## Exercise
Each line of the data needs to be transcribed exactly.

## Records for this exercise

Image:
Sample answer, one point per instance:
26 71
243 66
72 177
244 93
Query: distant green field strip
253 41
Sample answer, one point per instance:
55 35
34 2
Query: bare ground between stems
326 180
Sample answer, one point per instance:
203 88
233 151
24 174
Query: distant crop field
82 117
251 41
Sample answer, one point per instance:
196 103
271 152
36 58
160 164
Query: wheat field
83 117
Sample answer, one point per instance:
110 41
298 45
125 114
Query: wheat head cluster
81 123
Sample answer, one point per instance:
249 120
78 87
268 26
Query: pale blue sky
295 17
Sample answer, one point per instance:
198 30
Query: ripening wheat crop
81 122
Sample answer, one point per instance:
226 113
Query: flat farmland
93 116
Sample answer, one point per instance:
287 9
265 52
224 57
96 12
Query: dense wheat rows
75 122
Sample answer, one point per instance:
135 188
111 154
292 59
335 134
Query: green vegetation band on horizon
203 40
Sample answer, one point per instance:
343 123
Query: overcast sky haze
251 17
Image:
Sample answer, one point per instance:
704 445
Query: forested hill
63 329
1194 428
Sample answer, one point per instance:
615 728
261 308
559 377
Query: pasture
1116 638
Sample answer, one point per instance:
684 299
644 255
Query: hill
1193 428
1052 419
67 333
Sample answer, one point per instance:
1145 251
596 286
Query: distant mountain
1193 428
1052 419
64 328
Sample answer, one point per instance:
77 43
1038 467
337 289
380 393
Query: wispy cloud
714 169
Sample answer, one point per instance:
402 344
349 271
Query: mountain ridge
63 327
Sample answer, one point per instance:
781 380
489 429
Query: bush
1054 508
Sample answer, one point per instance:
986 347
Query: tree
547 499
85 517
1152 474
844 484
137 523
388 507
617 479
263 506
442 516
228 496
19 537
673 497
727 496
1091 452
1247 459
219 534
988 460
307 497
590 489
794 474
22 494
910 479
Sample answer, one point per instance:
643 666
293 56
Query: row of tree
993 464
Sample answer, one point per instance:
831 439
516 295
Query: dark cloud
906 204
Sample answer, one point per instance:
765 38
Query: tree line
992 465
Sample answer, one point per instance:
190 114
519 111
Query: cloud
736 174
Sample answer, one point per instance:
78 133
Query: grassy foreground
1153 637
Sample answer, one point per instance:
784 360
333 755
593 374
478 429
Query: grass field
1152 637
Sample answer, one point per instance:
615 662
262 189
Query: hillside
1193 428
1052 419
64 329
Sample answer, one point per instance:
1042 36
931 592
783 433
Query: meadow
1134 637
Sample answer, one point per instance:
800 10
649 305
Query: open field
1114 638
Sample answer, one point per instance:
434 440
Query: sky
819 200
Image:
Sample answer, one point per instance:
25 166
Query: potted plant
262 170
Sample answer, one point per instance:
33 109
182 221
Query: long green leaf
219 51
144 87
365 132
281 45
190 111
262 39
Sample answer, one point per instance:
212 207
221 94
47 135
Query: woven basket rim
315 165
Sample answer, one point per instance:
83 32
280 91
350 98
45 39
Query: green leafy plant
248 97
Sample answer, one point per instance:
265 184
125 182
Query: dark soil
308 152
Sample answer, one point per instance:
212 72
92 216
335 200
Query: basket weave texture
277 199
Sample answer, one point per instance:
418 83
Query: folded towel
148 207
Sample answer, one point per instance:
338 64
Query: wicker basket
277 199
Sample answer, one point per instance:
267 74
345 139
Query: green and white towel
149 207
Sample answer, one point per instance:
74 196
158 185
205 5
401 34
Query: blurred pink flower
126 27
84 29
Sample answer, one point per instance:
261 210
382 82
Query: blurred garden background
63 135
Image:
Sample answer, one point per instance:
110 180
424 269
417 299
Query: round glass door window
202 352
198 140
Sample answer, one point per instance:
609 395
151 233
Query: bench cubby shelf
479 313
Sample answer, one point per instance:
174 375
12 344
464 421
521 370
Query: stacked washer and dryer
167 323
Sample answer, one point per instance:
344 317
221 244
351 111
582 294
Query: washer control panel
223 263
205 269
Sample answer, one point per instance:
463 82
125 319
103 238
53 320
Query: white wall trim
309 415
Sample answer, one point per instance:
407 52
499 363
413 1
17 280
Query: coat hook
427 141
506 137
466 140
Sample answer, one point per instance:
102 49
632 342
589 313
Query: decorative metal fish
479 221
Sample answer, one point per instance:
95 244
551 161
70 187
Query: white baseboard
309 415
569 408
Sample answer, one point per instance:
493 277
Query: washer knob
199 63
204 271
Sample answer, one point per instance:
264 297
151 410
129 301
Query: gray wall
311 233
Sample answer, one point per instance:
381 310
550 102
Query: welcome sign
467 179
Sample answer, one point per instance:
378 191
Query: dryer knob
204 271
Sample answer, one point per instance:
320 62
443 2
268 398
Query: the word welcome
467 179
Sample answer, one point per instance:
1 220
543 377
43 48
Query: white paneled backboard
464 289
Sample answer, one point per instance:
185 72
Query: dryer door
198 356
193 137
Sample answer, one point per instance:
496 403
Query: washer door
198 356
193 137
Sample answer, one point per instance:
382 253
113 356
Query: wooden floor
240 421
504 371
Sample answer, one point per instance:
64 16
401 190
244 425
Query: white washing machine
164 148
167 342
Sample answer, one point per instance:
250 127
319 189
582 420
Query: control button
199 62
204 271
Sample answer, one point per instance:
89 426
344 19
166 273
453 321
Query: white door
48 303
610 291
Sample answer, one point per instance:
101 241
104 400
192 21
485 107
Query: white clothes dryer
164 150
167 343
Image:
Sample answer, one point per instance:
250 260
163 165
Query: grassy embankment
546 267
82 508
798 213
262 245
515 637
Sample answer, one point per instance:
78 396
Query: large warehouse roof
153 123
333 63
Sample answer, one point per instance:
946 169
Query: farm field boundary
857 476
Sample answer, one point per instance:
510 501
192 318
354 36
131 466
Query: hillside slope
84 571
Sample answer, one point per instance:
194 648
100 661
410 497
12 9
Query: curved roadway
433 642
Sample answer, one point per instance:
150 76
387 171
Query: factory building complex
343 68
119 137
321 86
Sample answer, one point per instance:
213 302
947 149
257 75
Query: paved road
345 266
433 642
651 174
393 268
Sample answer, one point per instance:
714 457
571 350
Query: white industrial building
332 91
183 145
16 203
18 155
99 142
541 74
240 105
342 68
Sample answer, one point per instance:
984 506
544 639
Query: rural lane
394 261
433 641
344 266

## Completed exercise
Image:
Sample answer, one point per instance:
26 71
243 66
72 177
244 93
Query: distant green field strip
253 41
Sample answer, one point per instance:
55 35
34 2
Query: bare ground between stems
326 180
Sample answer, one point per instance:
203 88
233 151
24 174
Query: distant crop field
82 117
251 41
Sample answer, one point per instance:
196 103
271 152
36 58
160 164
Query: wheat field
83 117
Sample answer, one point per instance:
110 41
298 45
125 114
Query: wheat head cluster
81 123
Sample answer, one point per instance:
249 120
78 87
268 26
Query: pale blue sky
295 17
Sample answer, one point per instance:
198 30
Query: ripening wheat crop
81 122
Sample answer, one point per instance:
226 113
Query: flat farmland
93 116
Sample answer, one point per instance:
287 9
265 52
224 57
96 12
Query: dense wheat rows
75 122
Sample answer, one point per instance:
135 188
111 154
292 59
335 134
Query: green vegetation band on horizon
203 40
Sample answer, one point per instance:
343 123
Query: overcast sky haze
251 17
Image:
Sample answer, one point per instance:
704 445
Query: forested hill
63 329
1194 428
Sample answer, one point per instance:
615 728
261 308
559 377
Query: pasture
1116 638
Sample answer, one point per instance:
684 299
644 255
Query: hill
1193 428
1052 419
67 333
Sample answer, one point per instance:
1145 251
596 286
Query: distant mountain
1193 428
1052 419
64 328
Sample answer, one point per instance:
77 43
1038 467
337 289
380 393
Query: wispy cloud
714 169
Sample answer, one point per instance:
402 344
349 271
Query: mountain ridge
63 327
Sample answer, one point per instance:
781 380
489 429
Query: bush
1054 508
Sample answer, one point per instance:
986 347
Query: tree
547 499
85 517
1152 474
844 484
137 523
388 507
617 479
263 506
442 516
228 496
19 537
673 497
727 496
1091 452
1247 459
219 534
988 460
307 497
590 489
794 474
22 494
910 479
Sample answer, one point per instance:
643 666
293 56
Query: row of tree
993 464
Sample answer, one point per instance:
831 439
516 295
Query: dark cloud
906 204
Sample answer, one point per instance:
765 38
Query: tree line
992 465
Sample answer, one point per instance:
190 114
519 111
Query: cloud
736 174
Sample answer, one point per instance:
78 133
Query: grassy foreground
1153 637
Sample answer, one point per instance:
784 360
333 755
593 374
478 429
Query: grass field
1152 637
Sample answer, one point per instance:
615 662
262 189
Query: hillside
1193 428
1052 419
64 329
Sample answer, one point per instance:
1042 36
931 592
783 433
Query: meadow
1134 637
Sample answer, one point per instance:
800 10
649 305
Query: open field
1114 638
Sample answer, one point per instance:
434 440
Query: sky
819 200
Image:
Sample answer, one point per instance:
25 166
Query: potted plant
262 170
Sample answer, one point per instance:
33 109
182 221
Query: long green leaf
219 51
144 87
365 132
281 45
190 111
262 39
Sample answer, one point per instance:
212 207
221 94
47 135
Query: woven basket rim
315 165
Sample answer, one point per instance:
83 32
280 91
350 98
45 39
Query: green leafy plant
248 97
Sample answer, one point per instance:
265 184
125 182
Query: dark soil
308 152
Sample answer, one point per instance:
212 72
92 216
335 200
Query: basket weave texture
277 199
Sample answer, one point per instance:
418 83
Query: folded towel
148 207
Sample answer, one point per instance:
338 64
Query: wicker basket
277 199
Sample answer, one point per instance:
267 74
345 139
Query: green and white towel
149 207
Sample answer, one point per instance:
74 196
158 185
205 5
401 34
Query: blurred pink flower
126 27
84 29
Sample answer, one point per instance:
261 210
382 82
Query: blurred garden background
63 135
Image:
Sample answer, one point per instance:
110 180
424 269
417 299
Query: round glass door window
202 352
198 140
Sample answer, one point per instance:
609 395
151 233
Query: bench cubby shelf
479 313
Sample answer, one point per instance:
174 375
12 344
464 421
521 370
Query: stacked washer and dryer
167 323
Sample answer, one point per instance:
344 317
221 244
351 111
582 294
Query: washer control panel
223 263
205 269
Sample answer, one point per instance:
463 82
125 319
103 238
53 320
Query: white wall trim
309 415
Sample answer, one point per instance:
407 52
499 363
413 1
17 280
Query: coat hook
427 141
506 137
466 140
Sample answer, one point per instance:
102 49
632 342
589 313
Query: decorative metal fish
479 221
Sample answer, one point per instance:
95 244
551 161
70 187
Query: white baseboard
309 415
569 408
Sample answer, one point per instance:
493 277
Query: washer knob
199 63
204 271
Sample answer, one point per instance:
264 297
151 410
129 301
Query: gray wall
311 233
Sample answer, one point per instance:
381 310
550 102
Query: welcome sign
467 179
Sample answer, one point per instance:
378 191
Query: dryer knob
204 271
Sample answer, one point per instance:
320 62
443 2
268 398
Query: the word welcome
467 179
Sample answer, one point per instance:
1 220
543 377
43 48
Query: white paneled backboard
464 289
Sample answer, one point per instance:
185 72
Query: dryer door
198 356
193 137
Sample answer, one point per instance:
496 403
Query: washer door
198 356
193 137
Sample answer, one point per instance:
382 253
113 356
Query: wooden floor
240 421
504 371
Sample answer, one point per instance:
64 16
401 190
244 425
Query: white washing machine
164 148
167 342
Sample answer, one point per instance:
250 127
319 189
582 420
Query: control button
199 62
204 271
Sample answer, one point per instance:
89 426
344 19
166 273
453 321
Query: white door
48 303
610 291
Sample answer, one point per instance:
101 241
104 400
192 21
485 107
Query: white clothes dryer
164 150
167 343
Image:
Sample answer, one point per instance:
250 260
163 165
Query: grassy embankment
546 267
82 508
798 213
262 245
515 637
Sample answer, one point per instance:
78 396
Query: large warehouse roof
153 123
333 63
Sample answer, one point per instance:
946 169
Query: farm field boundary
857 476
Sample answer, one point per instance:
510 501
192 318
354 36
131 466
Query: hillside slope
84 571
Sample answer, one point per instance:
194 648
100 661
410 497
12 9
Query: curved roadway
433 642
Sample answer, one point per instance:
150 76
387 171
Query: factory building complex
343 68
119 137
321 86
Sample answer, one point per instance:
213 302
947 149
257 75
Query: paved road
345 266
433 642
651 174
393 268
Sample answer, one point per instance:
714 457
571 350
Query: white industrial building
332 91
183 145
16 203
18 155
99 142
541 74
240 105
342 68
Sample answer, one point per instance:
984 506
544 639
Query: rural lane
394 261
433 641
344 266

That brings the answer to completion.